Turn the rows, from the line with "Target: bracelet" through the last line of the rows, inclusive, into a numbered list with blank lines omitted.

------ Extracted records

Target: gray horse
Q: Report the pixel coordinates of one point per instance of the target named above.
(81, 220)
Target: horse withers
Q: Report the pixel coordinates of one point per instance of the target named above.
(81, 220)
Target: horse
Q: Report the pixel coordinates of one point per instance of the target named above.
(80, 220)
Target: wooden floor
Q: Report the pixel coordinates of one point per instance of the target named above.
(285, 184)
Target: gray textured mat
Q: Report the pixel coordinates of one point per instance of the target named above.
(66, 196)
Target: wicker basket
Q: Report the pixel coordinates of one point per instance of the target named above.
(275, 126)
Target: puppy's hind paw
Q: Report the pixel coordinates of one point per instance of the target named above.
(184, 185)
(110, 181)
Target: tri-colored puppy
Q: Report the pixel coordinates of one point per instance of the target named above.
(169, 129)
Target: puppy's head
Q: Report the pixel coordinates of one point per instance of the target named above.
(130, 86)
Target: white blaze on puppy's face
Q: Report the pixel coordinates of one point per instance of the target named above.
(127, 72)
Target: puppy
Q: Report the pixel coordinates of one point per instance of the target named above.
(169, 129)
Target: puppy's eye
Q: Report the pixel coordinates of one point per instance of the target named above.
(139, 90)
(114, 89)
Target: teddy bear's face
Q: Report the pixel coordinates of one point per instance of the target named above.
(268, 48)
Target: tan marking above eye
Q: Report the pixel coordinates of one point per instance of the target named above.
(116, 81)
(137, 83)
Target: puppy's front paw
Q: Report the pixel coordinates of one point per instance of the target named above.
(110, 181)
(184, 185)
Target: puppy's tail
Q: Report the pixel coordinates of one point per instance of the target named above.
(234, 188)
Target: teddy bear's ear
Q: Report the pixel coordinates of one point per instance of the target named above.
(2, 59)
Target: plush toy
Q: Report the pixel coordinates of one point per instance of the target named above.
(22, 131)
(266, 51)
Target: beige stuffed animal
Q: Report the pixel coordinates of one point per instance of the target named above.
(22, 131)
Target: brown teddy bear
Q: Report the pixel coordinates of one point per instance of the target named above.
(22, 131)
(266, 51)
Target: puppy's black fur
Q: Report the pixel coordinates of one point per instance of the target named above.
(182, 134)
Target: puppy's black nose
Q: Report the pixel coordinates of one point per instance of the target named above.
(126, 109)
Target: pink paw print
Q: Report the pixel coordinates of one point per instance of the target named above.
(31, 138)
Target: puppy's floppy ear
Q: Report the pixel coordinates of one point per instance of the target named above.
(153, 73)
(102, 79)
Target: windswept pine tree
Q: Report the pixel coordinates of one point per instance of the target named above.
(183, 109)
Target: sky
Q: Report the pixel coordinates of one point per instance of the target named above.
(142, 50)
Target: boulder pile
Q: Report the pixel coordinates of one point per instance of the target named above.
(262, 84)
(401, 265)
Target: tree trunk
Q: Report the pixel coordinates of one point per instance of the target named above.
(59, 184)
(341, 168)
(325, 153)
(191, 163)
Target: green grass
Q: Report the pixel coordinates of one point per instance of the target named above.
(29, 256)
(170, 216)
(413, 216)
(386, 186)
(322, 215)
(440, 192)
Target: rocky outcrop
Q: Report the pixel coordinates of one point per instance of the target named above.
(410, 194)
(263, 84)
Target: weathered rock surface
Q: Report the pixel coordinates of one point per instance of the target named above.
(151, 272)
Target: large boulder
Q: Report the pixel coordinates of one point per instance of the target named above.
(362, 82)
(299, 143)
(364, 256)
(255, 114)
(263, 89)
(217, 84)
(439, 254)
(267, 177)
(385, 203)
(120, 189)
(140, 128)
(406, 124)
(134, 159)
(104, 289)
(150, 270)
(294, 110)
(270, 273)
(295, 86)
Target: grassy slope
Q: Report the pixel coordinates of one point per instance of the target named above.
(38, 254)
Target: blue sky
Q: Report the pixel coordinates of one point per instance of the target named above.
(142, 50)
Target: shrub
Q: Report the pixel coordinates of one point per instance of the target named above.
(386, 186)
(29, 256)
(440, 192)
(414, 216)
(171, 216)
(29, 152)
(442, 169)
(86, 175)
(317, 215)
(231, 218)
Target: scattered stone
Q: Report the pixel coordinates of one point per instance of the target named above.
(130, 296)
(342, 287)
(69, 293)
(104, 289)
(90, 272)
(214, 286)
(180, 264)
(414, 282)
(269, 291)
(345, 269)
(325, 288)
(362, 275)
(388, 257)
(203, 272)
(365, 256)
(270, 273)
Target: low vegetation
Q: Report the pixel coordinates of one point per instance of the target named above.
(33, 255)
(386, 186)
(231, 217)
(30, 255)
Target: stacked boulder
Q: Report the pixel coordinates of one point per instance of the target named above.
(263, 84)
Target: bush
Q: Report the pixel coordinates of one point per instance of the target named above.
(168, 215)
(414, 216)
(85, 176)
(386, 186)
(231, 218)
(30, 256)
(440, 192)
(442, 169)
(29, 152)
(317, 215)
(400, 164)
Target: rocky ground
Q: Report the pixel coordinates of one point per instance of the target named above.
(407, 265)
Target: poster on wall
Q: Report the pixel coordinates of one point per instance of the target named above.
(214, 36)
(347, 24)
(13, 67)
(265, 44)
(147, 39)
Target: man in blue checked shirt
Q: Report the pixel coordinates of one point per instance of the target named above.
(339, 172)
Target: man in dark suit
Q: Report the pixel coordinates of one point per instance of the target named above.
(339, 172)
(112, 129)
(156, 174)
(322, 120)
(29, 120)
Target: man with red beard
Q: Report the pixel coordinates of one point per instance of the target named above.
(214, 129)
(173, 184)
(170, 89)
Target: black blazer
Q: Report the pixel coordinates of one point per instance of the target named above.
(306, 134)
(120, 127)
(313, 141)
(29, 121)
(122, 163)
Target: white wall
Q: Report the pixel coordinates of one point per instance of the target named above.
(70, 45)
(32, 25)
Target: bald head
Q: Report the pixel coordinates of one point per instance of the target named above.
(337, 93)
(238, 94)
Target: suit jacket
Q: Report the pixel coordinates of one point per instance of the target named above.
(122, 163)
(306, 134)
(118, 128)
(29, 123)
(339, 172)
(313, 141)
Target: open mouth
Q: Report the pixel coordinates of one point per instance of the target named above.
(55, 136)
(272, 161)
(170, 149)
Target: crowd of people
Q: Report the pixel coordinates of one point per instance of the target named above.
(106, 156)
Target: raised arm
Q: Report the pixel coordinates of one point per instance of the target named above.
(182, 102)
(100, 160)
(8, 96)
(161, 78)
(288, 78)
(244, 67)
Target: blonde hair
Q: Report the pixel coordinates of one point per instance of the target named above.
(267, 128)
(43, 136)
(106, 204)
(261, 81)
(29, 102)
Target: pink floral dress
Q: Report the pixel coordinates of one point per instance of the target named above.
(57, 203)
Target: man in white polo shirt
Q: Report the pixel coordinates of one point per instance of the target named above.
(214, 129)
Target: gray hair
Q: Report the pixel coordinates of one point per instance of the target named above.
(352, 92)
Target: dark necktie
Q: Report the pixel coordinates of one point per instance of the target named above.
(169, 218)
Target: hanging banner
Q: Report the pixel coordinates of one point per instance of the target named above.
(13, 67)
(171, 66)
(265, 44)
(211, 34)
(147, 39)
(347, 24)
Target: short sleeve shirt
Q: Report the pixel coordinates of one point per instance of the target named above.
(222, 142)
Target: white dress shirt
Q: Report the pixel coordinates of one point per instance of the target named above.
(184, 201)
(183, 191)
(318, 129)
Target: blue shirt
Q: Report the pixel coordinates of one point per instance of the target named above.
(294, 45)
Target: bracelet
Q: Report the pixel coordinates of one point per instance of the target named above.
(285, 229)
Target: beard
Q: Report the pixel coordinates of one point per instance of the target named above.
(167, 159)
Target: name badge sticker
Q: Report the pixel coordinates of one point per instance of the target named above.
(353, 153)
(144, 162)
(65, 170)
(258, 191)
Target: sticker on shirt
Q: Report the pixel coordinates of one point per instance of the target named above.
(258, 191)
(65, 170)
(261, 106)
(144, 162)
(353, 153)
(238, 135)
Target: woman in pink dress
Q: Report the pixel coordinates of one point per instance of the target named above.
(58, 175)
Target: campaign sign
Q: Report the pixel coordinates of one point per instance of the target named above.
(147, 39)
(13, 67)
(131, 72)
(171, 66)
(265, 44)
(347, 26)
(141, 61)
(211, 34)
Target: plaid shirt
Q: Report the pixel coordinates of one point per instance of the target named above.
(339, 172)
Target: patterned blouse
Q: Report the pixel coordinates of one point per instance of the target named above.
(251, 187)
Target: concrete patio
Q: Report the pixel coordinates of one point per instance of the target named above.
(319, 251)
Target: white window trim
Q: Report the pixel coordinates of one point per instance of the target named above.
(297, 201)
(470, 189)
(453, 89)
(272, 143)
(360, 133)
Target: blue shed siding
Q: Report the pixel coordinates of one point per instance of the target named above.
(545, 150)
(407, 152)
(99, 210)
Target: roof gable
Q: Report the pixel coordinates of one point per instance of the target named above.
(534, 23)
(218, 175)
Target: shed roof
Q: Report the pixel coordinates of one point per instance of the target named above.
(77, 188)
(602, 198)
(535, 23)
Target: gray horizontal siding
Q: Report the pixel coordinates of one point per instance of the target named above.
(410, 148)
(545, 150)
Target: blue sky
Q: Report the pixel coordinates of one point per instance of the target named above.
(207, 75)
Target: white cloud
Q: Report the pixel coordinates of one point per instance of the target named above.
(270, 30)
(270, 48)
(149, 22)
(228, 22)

------------

| Response to the exercise |
1. Target: bracelet
2. Q: Report the pixel coordinates of one point per instance of the target named above.
3. (285, 229)
4. Target: beard
5. Q: Report the pixel coordinates of one point per instance of the target named above.
6. (167, 159)
7. Target: name badge sticker
8. Q: Report the pixel coordinates of one point per instance of the target named above.
9. (353, 153)
10. (144, 162)
11. (65, 170)
12. (258, 191)
13. Target: sticker on shirt
14. Q: Report the pixel coordinates of one point per instance of the target named above.
15. (258, 191)
16. (65, 170)
17. (261, 106)
18. (144, 162)
19. (353, 153)
20. (238, 135)
21. Target: woman in pink dress
22. Q: Report the pixel coordinates of one point per instance of the target named above.
23. (58, 175)
24. Target: campaign sign
25. Q: Report the pixel coordinates of one point per instance of the target named above.
26. (147, 39)
27. (13, 67)
28. (131, 72)
29. (171, 66)
30. (265, 44)
31. (347, 26)
32. (141, 61)
33. (211, 34)
34. Target: plaid shirt
35. Q: Report the pixel coordinates of one point per instance of the target named above.
36. (339, 172)
37. Target: patterned blouse
38. Q: Report the pixel coordinates of one point per instance of the target named above.
39. (251, 187)
40. Target: concrete patio
41. Q: Report the pixel coordinates of one point per instance of the target named above.
42. (319, 251)
43. Target: white window trim
44. Q: Report the pixel coordinates of one point per instance of the target named above.
45. (297, 201)
46. (470, 189)
47. (453, 89)
48. (272, 143)
49. (360, 133)
50. Target: blue shed siding
51. Q: Report the pixel coordinates of one point per instance of the target named above.
52. (545, 150)
53. (407, 152)
54. (99, 210)
55. Target: roof gable
56. Q: Report the pixel coordinates of one point per instance of the target named above.
57. (534, 23)
58. (218, 175)
59. Target: shed roof
60. Q: Report the pixel coordinates of one point per instance of the target named above.
61. (77, 188)
62. (602, 198)
63. (535, 23)
64. Target: gray horizontal siding
65. Q: Report the pixel coordinates of one point per instance of the target named above.
66. (410, 148)
67. (545, 150)
68. Target: blue sky
69. Q: Report the pixel coordinates of one point per instance of the target named above.
70. (207, 75)
71. Target: white cloud
72. Q: Report the pixel coordinates of one point per instance of the target named above.
73. (270, 30)
74. (270, 48)
75. (149, 22)
76. (228, 22)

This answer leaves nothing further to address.